» **本文部分**:
━━━━━━━━━━━━━━━━━━━━━━━━━━━━━━

第145回労働政策審議会職業安定分科会雇用保険部会 議事録

日時

令和2年12月25日(金)10:00~12:00
 

場所

厚生労働省 オンライン及び職業安定第一会議室
(東京都千代田区霞が関1-2-2 中央合同庁舎5号館12階)

議事

議事内容
○伏木雇用保険課長補佐 皆さん、おはようございます。
 本日もお忙しい中、ありがとうございます。
 事務局から開催に先立ちまして、オンラインの御案内だけ差し上げます。また、これまでタブレットの開催が多かったですが、今日は機材の都合上、紙の資料になってございますので、オンラインの案内のみさせていただきます。
 一部の委員の皆様はZoomを利用して御出席いただいております。本日も部会の進行中は、委員の皆様のマイクはオフとさせていただきます。発言なさる際は画面上で挙手いただいて、部会長から御指名があった後、マイクをオンにして御発言をいただきますようお願いします。
 会議進行中、通信トラブル等ございましたら、チャットないし御案内しております電話番号まで随時御連絡をいただければと思います。また、大きな通信遮断等ありましたら、部会を一時休憩とすることもあり得ますということは、会場の皆様も含めて御容赦くださいますようお願いします。
 オンラインに関する説明は以上となりますので、部会長、よろしくお願いいたします。
○阿部部会長 おはようございます。
 それでは、ただいまから第145回「雇用保険部会」を開催します。
 本日の委員の出欠状況ですが、使用者代表の湊元委員が御欠席です。オンラインでの御出席は、公益代表の中窪委員、小畑委員、田島委員、水島委員です。なお、使用者代表の湊元委員の代理として、日本商工会議所産業政策第二部担当部長の杉崎様が出席されます。よろしくお願いいたします。
 なお、事務局の田中職業安定局長は所用のため、一時退席される予定となっております。
 それでは、議事に移ります。
 本日は、議題が3つございます。まず、議題1の「財政運営について」です。まずは事務局から資料について御説明いただき、その後、委員の皆様に御議論いただきたいと思います。それでは、事務局から資料の説明をお願いいたします。
○伏木雇用保険課長補佐 では、伏木から御説明差し上げます。
 お手元の資料、資料1の財政運営をお開きください。
 雇用保険の財政状況につきまして、11月のこの部会でも概算要求の状況ということで、一度御説明を差し上げておりましたけれども、今般、この間に令和2年度の三次補正予算、令和3年度の当初予算案をそれぞれ政府案として閣議決定してございまして、その内容も含めて本日御説明を差し上げるというものでございます。
 1ページ目、黄色く色づけしているところが、令和2年度の三次補正後予算案、ピンクの色づけのところが令和3年度の予算案というところでございます。
 上から2段目の保険料収入でございますけれども、令和2年度において保険料率は1,000分の2としておりました。令和3年度の当初予算を組む際に当たっても、同じく1,000分の2として予算案を組んでございます。
 ※1に注釈を書いています。もともと育児休業給付の保険料率を区分したということと、令和2年度、3年度は暫定的に2引き下げている状態にあります。その上で積立金の状況に応じて1,000分の4の範囲内で変動させることが可能ということで、それを踏まえた設定としてございます。弾力条項のことにつきましては、この後、御説明を差し上げます。

━━━━━━━━━━━━━━━━━━━━━━━━━━━━━━

» **データ内容**:
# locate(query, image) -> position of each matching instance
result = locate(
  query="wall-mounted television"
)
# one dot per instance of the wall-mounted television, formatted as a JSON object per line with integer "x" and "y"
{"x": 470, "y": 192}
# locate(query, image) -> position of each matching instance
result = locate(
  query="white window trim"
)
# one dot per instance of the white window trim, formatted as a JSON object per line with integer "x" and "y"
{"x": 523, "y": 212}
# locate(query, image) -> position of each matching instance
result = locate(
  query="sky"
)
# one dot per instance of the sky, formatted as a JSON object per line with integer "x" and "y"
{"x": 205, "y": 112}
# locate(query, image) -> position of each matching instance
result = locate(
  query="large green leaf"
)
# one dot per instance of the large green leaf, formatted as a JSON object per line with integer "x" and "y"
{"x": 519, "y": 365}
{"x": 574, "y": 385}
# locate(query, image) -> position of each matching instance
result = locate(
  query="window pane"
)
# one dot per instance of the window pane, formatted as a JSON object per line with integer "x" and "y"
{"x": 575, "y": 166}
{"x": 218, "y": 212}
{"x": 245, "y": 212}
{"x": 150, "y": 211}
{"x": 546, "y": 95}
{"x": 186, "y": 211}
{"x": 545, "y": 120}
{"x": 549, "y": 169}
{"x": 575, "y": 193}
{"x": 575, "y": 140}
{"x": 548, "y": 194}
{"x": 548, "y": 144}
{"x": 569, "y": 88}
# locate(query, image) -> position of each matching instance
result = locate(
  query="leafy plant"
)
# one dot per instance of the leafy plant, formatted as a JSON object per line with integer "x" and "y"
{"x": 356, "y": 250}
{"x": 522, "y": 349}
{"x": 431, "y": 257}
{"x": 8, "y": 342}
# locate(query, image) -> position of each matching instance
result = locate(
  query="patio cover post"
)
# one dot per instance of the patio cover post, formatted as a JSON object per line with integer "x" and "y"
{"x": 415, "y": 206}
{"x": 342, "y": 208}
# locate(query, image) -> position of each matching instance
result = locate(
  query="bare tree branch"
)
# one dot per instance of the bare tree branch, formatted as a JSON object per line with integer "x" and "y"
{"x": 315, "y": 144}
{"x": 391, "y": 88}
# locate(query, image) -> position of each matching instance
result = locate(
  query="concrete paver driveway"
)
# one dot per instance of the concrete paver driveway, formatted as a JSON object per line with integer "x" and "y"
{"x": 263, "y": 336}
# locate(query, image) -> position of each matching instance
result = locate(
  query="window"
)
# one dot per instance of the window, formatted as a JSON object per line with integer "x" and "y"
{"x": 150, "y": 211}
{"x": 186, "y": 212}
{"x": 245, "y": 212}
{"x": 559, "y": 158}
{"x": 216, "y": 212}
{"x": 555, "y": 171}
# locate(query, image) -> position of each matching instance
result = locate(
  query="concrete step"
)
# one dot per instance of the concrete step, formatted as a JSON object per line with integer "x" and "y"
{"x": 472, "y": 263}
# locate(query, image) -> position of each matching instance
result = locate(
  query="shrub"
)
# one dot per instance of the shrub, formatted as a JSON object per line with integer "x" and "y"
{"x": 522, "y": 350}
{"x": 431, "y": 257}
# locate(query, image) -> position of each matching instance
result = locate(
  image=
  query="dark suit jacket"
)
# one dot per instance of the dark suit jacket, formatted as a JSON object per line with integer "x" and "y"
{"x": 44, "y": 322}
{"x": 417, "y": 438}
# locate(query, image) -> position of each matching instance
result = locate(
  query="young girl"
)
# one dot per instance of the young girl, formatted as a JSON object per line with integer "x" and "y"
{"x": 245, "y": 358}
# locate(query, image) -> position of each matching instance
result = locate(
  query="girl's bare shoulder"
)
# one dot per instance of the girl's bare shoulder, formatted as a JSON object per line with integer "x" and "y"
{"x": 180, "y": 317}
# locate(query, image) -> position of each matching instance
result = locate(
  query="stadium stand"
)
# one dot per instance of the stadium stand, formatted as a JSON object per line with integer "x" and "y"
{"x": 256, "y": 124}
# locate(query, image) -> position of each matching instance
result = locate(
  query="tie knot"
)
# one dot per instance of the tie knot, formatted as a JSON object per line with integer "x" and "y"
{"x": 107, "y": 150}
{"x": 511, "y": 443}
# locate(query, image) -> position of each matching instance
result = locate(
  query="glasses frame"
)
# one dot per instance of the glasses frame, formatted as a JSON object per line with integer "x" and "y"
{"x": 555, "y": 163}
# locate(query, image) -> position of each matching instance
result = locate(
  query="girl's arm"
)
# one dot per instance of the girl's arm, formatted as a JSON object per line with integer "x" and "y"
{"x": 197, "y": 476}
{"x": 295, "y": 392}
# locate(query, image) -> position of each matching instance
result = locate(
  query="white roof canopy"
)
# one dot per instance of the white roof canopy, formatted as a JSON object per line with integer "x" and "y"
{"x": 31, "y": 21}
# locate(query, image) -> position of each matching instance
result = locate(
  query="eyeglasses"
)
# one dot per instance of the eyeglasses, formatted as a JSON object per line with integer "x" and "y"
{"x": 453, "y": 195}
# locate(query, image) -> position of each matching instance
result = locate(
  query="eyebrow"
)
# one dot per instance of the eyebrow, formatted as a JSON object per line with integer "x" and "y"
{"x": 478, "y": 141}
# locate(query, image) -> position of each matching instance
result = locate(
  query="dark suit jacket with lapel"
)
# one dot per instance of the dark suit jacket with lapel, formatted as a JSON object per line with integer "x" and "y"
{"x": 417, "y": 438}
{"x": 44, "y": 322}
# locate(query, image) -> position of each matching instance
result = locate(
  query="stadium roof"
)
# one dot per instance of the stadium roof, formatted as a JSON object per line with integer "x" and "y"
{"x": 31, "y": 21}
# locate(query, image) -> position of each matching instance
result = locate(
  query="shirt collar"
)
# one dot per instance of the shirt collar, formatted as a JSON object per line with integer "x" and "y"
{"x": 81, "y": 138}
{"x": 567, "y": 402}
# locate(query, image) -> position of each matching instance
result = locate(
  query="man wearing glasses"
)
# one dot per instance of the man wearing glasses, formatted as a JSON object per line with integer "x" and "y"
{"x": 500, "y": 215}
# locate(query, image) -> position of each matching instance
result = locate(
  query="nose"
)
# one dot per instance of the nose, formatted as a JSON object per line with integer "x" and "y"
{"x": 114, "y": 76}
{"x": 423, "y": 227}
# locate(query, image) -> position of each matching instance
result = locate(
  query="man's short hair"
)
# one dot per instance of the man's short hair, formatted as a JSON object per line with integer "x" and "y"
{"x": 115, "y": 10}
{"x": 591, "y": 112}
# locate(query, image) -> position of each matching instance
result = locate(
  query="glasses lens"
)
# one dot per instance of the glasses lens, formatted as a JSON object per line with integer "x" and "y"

━━━━━━━━━━━━━━━━━━━━━━━━━━━━━━

» **作業一覧**:
1: 議事録によると、令和2年度の保険料率はいくらでしたか。
2: 議事録の「なお、事務局の田中職業安定局」から下の「の後、御説明を差し上げます。」までをすべて、「閣議決定」を「正式決定」に置き換えて書き直してください。
データの行は本文とは別個の資料です。

» **各作業の解答**:
1: 1,000分の2でした。

2:
なお、事務局の田中職業安定局長は所用のため、一時退席される予定となっております。
 それでは、議事に移ります。
 本日は、議題が3つございます。まず、議題1の「財政運営について」です。まずは事務局から資料について御説明いただき、その後、委員の皆様に御議論いただきたいと思います。それでは、事務局から資料の説明をお願いいたします。
○伏木雇用保険課長補佐 では、伏木から御説明差し上げます。
 お手元の資料、資料1の財政運営をお開きください。
 雇用保険の財政状況につきまして、11月のこの部会でも概算要求の状況ということで、一度御説明を差し上げておりましたけれども、今般、この間に令和2年度の三次補正予算、令和3年度の当初予算案をそれぞれ政府案として正式決定してございまして、その内容も含めて本日御説明を差し上げるというものでございます。
 1ページ目、黄色く色づけしているところが、令和2年度の三次補正後予算案、ピンクの色づけのところが令和3年度の予算案というところでございます。
 上から2段目の保険料収入でございますけれども、令和2年度において保険料率は1,000分の2としておりました。令和3年度の当初予算を組む際に当たっても、同じく1,000分の2として予算案を組んでございます。
 ※1に注釈を書いています。もともと育児休業給付の保険料率を区分したということと、令和2年度、3年度は暫定的に2引き下げている状態にあります。その上で積立金の状況に応じて1,000分の4の範囲内で変動させることが可能ということで、それを踏まえた設定としてございます。弾力条項のことにつきましては、この後、御説明を差し上げます。